Sia la Polonia che la Repubblica ceca, che assumeranno la Presidenza dell’Unione a partire dal 1° gennaio 2009, agguerriti come sono sulle politiche dell’UE in ogni settore sapranno, purtroppo per noi, alzare il prezzo per ogni eventuale concessione. Allora il problema dovrà essere affrontato dal punto di vista sia politico che culturale. Politico può essere affrontare, appoggiando gli sforzi della Presidenza francese, la proposta di fare dell’Europa uno “spazio energetico unificato”, ispirato al principio di solidarietà fra i Paesi membri, in cui le esigenze energetiche e gli investimenti siano concordati, gli scambi di energia tra Stati siano facilitati grazie alle interconnessioni infrastrutturali e le crisi di approvvigionamento siano prevenute mediante una maggiore trasparenza sugli stock di petrolio e di gas.

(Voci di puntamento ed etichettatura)
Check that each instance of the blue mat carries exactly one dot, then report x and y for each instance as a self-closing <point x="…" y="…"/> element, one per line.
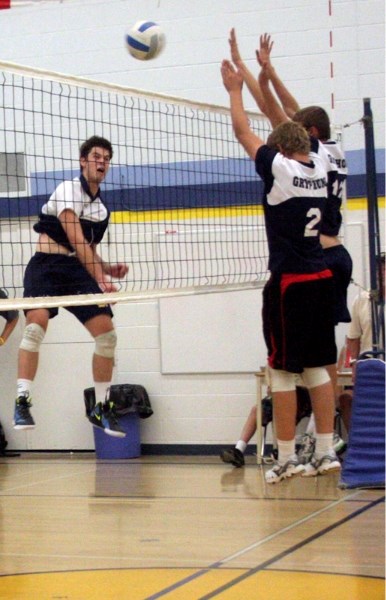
<point x="364" y="463"/>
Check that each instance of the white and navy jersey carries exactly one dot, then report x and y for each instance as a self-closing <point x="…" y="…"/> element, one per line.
<point x="332" y="218"/>
<point x="294" y="201"/>
<point x="76" y="196"/>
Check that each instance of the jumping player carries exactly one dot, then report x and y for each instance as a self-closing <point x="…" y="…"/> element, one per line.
<point x="71" y="225"/>
<point x="298" y="316"/>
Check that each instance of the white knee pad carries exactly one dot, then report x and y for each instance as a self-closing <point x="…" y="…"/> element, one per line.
<point x="281" y="381"/>
<point x="105" y="344"/>
<point x="315" y="376"/>
<point x="32" y="337"/>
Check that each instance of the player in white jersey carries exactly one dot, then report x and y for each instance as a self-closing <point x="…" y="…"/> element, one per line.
<point x="66" y="262"/>
<point x="297" y="311"/>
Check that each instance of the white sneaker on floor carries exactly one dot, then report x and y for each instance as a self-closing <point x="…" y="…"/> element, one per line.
<point x="325" y="465"/>
<point x="339" y="445"/>
<point x="290" y="469"/>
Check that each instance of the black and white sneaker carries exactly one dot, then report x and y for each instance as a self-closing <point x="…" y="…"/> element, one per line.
<point x="233" y="456"/>
<point x="104" y="416"/>
<point x="291" y="468"/>
<point x="22" y="417"/>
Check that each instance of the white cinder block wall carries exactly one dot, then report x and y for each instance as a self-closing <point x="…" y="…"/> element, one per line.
<point x="329" y="53"/>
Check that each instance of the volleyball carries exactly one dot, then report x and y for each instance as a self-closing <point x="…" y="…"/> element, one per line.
<point x="145" y="40"/>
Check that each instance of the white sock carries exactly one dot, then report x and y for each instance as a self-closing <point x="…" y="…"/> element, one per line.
<point x="311" y="425"/>
<point x="241" y="445"/>
<point x="101" y="389"/>
<point x="286" y="450"/>
<point x="324" y="444"/>
<point x="24" y="386"/>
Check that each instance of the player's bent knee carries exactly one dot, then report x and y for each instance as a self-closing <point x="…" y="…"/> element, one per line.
<point x="313" y="377"/>
<point x="281" y="381"/>
<point x="32" y="337"/>
<point x="105" y="344"/>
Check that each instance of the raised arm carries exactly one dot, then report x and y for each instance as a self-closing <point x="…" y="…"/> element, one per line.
<point x="273" y="110"/>
<point x="250" y="80"/>
<point x="233" y="83"/>
<point x="263" y="55"/>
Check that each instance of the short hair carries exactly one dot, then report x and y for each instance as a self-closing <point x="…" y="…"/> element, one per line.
<point x="314" y="116"/>
<point x="291" y="137"/>
<point x="93" y="141"/>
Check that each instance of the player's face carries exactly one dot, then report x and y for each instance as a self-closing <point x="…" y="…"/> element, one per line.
<point x="96" y="165"/>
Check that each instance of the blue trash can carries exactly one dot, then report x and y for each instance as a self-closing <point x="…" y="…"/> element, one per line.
<point x="109" y="447"/>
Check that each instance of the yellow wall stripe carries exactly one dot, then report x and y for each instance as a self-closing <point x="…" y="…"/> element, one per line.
<point x="188" y="214"/>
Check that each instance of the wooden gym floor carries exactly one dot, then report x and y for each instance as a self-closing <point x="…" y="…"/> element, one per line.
<point x="183" y="528"/>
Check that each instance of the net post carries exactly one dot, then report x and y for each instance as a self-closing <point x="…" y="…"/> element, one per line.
<point x="378" y="328"/>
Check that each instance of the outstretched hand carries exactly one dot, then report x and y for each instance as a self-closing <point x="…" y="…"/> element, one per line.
<point x="263" y="54"/>
<point x="235" y="53"/>
<point x="118" y="270"/>
<point x="232" y="78"/>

Lavoro richiesto: Nel brano sulla politica energetica europea, quali caratteristiche dovrebbe avere lo «spazio energetico unificato» proposto, secondo le frasi introdotte da «in cui»? Elencale tutte.

Risultato:
- Le esigenze energetiche e gli investimenti sono concordati.
- Gli scambi di energia tra Stati sono facilitati grazie alle interconnessioni infrastrutturali.
- Le crisi di approvvigionamento sono prevenute mediante una maggiore trasparenza sugli stock di petrolio e di gas.